> _Directions_: Your task is to reproduce the entries below word for word.

____________

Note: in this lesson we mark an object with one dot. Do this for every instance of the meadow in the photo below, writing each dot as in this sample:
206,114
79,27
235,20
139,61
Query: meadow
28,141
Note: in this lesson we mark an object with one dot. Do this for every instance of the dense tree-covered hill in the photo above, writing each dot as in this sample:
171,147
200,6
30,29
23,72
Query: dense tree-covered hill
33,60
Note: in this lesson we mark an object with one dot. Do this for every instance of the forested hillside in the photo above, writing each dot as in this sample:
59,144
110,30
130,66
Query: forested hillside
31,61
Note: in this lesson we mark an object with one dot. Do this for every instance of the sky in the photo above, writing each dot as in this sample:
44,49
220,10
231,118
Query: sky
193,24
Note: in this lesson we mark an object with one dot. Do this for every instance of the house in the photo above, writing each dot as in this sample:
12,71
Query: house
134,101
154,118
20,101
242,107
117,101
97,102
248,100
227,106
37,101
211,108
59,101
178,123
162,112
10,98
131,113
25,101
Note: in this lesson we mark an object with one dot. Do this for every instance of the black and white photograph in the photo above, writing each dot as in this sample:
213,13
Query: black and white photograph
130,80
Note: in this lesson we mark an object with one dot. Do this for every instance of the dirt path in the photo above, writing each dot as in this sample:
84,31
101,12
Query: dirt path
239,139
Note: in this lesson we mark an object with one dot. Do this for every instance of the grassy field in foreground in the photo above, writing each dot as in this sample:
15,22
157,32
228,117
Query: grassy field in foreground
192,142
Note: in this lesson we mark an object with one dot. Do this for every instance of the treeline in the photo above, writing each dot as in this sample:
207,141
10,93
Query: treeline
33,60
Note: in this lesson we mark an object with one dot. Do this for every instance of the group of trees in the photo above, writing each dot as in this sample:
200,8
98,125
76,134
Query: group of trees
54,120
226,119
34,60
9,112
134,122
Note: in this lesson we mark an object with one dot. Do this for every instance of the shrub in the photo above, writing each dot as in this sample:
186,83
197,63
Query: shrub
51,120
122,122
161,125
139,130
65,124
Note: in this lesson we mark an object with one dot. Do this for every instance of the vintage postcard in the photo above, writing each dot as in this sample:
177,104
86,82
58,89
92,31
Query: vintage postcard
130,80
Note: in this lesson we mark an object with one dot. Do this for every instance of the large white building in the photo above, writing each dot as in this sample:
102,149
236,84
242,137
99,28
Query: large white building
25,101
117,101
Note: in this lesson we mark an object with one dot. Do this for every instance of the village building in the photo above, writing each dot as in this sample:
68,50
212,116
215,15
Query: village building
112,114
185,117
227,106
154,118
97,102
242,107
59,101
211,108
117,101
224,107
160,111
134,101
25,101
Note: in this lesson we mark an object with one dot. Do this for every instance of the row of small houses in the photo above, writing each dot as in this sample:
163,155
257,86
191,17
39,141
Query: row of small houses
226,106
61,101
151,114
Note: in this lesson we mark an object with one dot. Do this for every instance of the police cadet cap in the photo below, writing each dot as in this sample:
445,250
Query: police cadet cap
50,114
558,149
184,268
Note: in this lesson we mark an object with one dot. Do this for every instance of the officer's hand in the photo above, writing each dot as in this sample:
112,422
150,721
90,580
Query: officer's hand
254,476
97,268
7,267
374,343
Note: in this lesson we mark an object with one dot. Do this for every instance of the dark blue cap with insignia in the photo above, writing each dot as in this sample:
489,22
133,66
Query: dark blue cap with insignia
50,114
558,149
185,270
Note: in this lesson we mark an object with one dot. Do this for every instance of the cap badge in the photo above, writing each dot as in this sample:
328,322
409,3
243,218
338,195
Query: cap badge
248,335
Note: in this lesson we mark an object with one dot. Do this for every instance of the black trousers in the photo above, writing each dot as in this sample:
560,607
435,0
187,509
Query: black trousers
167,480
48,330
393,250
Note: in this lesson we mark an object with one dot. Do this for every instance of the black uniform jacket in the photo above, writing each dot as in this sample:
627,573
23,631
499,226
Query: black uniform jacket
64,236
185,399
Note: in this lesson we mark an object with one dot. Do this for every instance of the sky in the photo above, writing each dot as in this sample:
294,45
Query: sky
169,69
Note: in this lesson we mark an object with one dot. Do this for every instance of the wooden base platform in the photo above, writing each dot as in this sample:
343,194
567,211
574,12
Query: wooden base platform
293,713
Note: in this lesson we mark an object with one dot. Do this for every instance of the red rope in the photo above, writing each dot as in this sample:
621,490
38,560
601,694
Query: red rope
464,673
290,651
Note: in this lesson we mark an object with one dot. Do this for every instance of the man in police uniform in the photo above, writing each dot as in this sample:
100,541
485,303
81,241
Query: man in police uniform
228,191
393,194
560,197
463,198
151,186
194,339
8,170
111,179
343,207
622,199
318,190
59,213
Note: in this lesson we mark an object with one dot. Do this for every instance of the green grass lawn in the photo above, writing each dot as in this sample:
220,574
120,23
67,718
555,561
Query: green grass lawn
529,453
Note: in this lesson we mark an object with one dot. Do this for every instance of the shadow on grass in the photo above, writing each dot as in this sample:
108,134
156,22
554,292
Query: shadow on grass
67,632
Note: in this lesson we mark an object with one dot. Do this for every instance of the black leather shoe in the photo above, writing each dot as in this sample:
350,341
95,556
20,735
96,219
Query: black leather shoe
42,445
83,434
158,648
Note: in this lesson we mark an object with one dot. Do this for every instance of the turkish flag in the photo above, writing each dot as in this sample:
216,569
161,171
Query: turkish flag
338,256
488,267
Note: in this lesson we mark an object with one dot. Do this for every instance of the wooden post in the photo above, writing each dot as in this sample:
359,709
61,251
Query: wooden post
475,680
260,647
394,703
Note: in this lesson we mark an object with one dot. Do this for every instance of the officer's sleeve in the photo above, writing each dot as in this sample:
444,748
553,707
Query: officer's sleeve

____________

> _Correct output_:
Note: in this lesson we mark an object with one dot. Do this for every instance of the meadow in the photo below, writing each dot as in this sample:
206,114
79,27
235,20
139,61
Query: meadow
28,141
Note: in this lesson we mark an object with one dot. Do this for every instance of the dense tree-covered hill in the photo above, writing each dot as in this sample:
171,147
200,6
30,29
23,72
Query: dense tree-covered hill
33,60
Note: in this lesson we mark an object with one dot. Do this for every instance of the forested hillside in the photo above, writing each dot as in this sample:
59,144
110,30
130,66
Query: forested hillside
31,61
Note: in this lesson we mark an object with one dot. Do this for every instance of the sky in the photo above, writing each dot as in this sample:
44,49
220,10
231,118
Query: sky
193,24
Note: in this lesson we mark an object with one dot. Do this for every instance of the house in the photo above, writing each dot as in this sample:
12,71
Query: house
134,101
154,118
20,101
242,107
117,101
97,102
248,100
227,106
37,101
211,108
59,101
178,123
162,112
10,98
131,113
25,101
Note: in this lesson we mark an object with one dot. Do this for every instance of the black and white photograph in the photo above, writing each dot as in this sample:
213,13
Query: black and white photograph
130,80
Note: in this lesson we mark an object with one dot. Do this for every instance of the dirt path in the photo above, writing each dot as in this sample:
84,31
101,12
Query: dirt path
239,139
Note: in this lesson we mark an object with one dot. Do this for every instance of the grassy field in foreground in the photo above, writing each dot as in this sample:
15,22
157,32
228,117
Query: grassy field in foreground
192,142
Note: in this lesson we mark an object with one dot. Do this for every instance of the treeline in the photo above, writing each dot as in this sample:
207,141
10,93
Query: treeline
33,60
Note: in this lesson we mark an object with one dot. Do this for every instance of the group of trees in the photo above, writing each dot as in this sample:
200,8
98,125
76,134
Query: group of trees
54,120
226,119
34,60
9,112
134,122
Note: in this lesson we mark an object with one dot. Do this for every instance of the shrub in the photo above, writing each dot as in this sample:
186,83
197,63
Query: shrub
51,120
122,122
161,125
139,130
65,124
Note: in this lesson we mark an object with one dot. Do this for every instance of the vintage postcard in the photo above, writing each dot as in this sample:
177,104
86,82
58,89
92,31
Query: vintage postcard
130,80
Note: in this lesson we mark an object with one dot. Do this for every instance of the large white building in the photo above, writing each dot as in this sample:
102,149
236,84
242,137
99,28
Query: large white building
25,101
117,101
Note: in this lesson we mark an object with one dot. Do this for every instance of the village building in the photo above, writing each dot as in this sample:
68,50
212,116
215,15
Query: village building
112,114
185,117
227,106
154,118
97,102
242,107
59,101
211,108
117,101
224,107
160,111
134,101
25,101
Note: in this lesson we mark an object with one dot. Do this for every instance of the row of small houses in the photo above, writing each dot as in this sample:
163,155
257,86
191,17
39,141
Query: row of small houses
226,106
61,101
151,114
Note: in this lesson we mark an object with one dot. Do this for every instance of the police cadet cap in the photo below, writing each dot as in this sample:
445,250
Query: police cadet cap
50,114
558,149
184,268
Note: in this lesson we mark an object with one dot. Do this for every instance of the officer's hand in the photo above, writing each dot as in this sample:
112,422
150,721
90,580
Query: officer's hand
254,476
97,268
7,267
374,343
Note: in this lesson we mark an object with one dot. Do this for every instance of the dark blue cap with insignia in the photo above, writing each dot as in this sample:
489,22
133,66
Query: dark blue cap with insignia
50,114
558,149
185,270
Note: in this lesson we mark an object with one dot. Do this for every instance of the cap badge in the photo above, writing each dot as in this sample:
328,322
409,3
243,218
338,195
Query: cap badge
248,335
Note: in this lesson we mark an object with one dot. Do this for every instance of the black trousers in the photo above, writing each dot as in this sample:
560,607
435,0
187,509
Query: black trousers
167,480
48,330
393,250
Note: in this lesson we mark an object with one dot. Do this for every instance of the black uniform jacket in the photo above, writing each dot as in this sample:
627,573
23,631
499,226
Query: black uniform jacket
64,236
185,399
Note: in this lesson we mark an object with one dot. Do this for every instance of the sky in the photo above, writing each dot as in this sample:
294,45
Query: sky
169,69
Note: in this lesson we mark an object with one dot. Do this for every instance of the wooden base platform in the photo above, writing each dot as in this sample:
343,194
567,211
574,12
Query: wooden base platform
293,713
Note: in this lesson we mark an object with one dot. Do this for every instance of the red rope in the photo above, writing each dot as in this sample:
621,490
38,560
601,694
Query: red rope
464,673
290,651
Note: in this lesson we mark an object with one dot. Do this for every instance of the man in police uniform in the photo above, writing each dot as in this sample:
100,541
485,303
81,241
Query: man in police uniform
228,191
393,194
560,197
463,198
151,186
194,339
8,170
111,179
343,207
622,199
318,190
59,213
Note: in this lesson we mark an object with one dot. Do this for every instance of the green grass lawn in the photo above, writing each dot as in this sample:
220,574
120,23
67,718
555,561
Query: green grass lawn
529,453
Note: in this lesson we mark an object with one dot. Do this for every instance of the shadow on grass in the photo above, writing each dot as in this sample:
108,134
156,22
554,292
Query: shadow on grass
67,632
Note: in this lesson we mark an object with one dot. Do this for every instance of the black leather shoe in the photo above, writing each dot as in this sample:
350,341
95,556
20,735
96,219
Query: black leather shoe
42,445
83,434
158,648
Note: in this lesson we mark an object with one dot. Do this for every instance of the turkish flag in the photo above, writing each dot as in this sample:
216,569
161,171
Query: turkish flag
338,256
488,267
Note: in this lesson we mark an object with one dot. Do this for every instance of the wooden post in the photo above, writing each dot as in this sample:
359,709
61,251
Query: wooden post
475,680
260,647
394,703
Note: in this lesson we mark an object with one dot. Do this for every instance of the officer's sleeve in the photo above, writing each dot as in this sample:
444,748
553,707
Query: officer's sleeve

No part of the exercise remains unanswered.